REQUIRED TASK 1 -
Format the records from their start through the line containing "The layout is" as a numbered list, omitting blank lines.

PASSAGE PROVIDED -
- - -

A lady, then upon a visit to the Mission, was of the company. She insisted on my lying down upon the sofa, and ministered most kindly to my suffering head. As she sat by my side, and expatiated upon the new sphere opening before me, she inquired:

“Do you not realize very strongly the entire deprivation of religious privileges you will be obliged to suffer in your distant home?”

“The deprivation,” said I, “will doubtless be great, but not entire; for I shall have my Prayer-Book, and though destitute of a church, we need not be without a mode of worship.”

How often afterwards, when cheered by the consolations of this precious book in the midst of the lonely wilderness, did I remember this conversation, and bless God that I could never, while retaining it, be without “religious privileges.”

We had not yet left the dinner-table, when the bell of the little steamer sounded to summon us on board, and we bade a hurried farewell to all our kind friends, bearing with us their hearty wishes for a safe and prosperous voyage.

A finer sight can scarcely be imagined than Mackinac, from the water. As we steamed away from the shore, the view came full upon us—the sloping beach with the scattered wigwams, and canoes drawn up here and there—the irregular, quaint-looking houses—the white walls of the fort, and beyond one eminence still more lofty, crowned with the remains of old Fort Holmes.[[10]] The whole picture completed, showed the perfect outline that had given the island its original Indian name, Mich-i-li-mack-i-nack, the Big Turtle.

Then those pure, living waters, in whose depths the fish might be seen gliding and darting to and fro, whose clearness is such that an object dropped to the bottom may be discerned at the depth of fifty or sixty feet, a dollar lying far down on its green bed, looking no larger than a half dime. I could hardly wonder at the enthusiastic lady who exclaimed: “Oh! I could wish to be drowned in these pure, beautiful waters!”

- - -

INPUT DATA -
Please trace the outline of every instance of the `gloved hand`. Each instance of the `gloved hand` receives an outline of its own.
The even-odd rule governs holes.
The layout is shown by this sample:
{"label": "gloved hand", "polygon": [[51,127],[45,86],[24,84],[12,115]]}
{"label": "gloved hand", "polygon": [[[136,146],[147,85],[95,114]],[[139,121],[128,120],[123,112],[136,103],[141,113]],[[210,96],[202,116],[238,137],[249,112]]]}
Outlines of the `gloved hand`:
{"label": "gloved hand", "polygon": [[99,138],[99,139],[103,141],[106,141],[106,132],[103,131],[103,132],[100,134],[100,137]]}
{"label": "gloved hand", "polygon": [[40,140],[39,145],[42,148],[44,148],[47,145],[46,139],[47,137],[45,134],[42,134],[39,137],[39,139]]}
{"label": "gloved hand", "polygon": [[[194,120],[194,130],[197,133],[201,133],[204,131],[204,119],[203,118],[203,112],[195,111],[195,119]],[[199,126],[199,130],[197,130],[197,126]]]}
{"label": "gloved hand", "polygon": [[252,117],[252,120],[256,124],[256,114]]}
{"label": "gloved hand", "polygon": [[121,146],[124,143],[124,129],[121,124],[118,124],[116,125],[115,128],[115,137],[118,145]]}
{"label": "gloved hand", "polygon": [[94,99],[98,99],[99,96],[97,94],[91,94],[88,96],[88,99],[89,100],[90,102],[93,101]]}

- - -

REQUIRED TASK 2 -
Answer these questions from the passage about leaving Mackinac:
(a) What did the narrator say would keep the deprivation from being entire?
(b) What summoned the party on board while they were still at the dinner-table?
(c) What does the island's original Indian name, Mich-i-li-mack-i-nack, mean?

WRITTEN SOLUTION 1 -
1. Please trace the outline of every instance of the `gloved hand`. Each instance of the `gloved hand` receives an outline of its own.
2. The even-odd rule governs holes.
3. The layout is shown by this sample:

WRITTEN SOLUTION 2 -
(a) Having a Prayer-Book, so that even without a church they need not be without a mode of worship.
(b) The bell of the little steamer.
(c) The Big Turtle.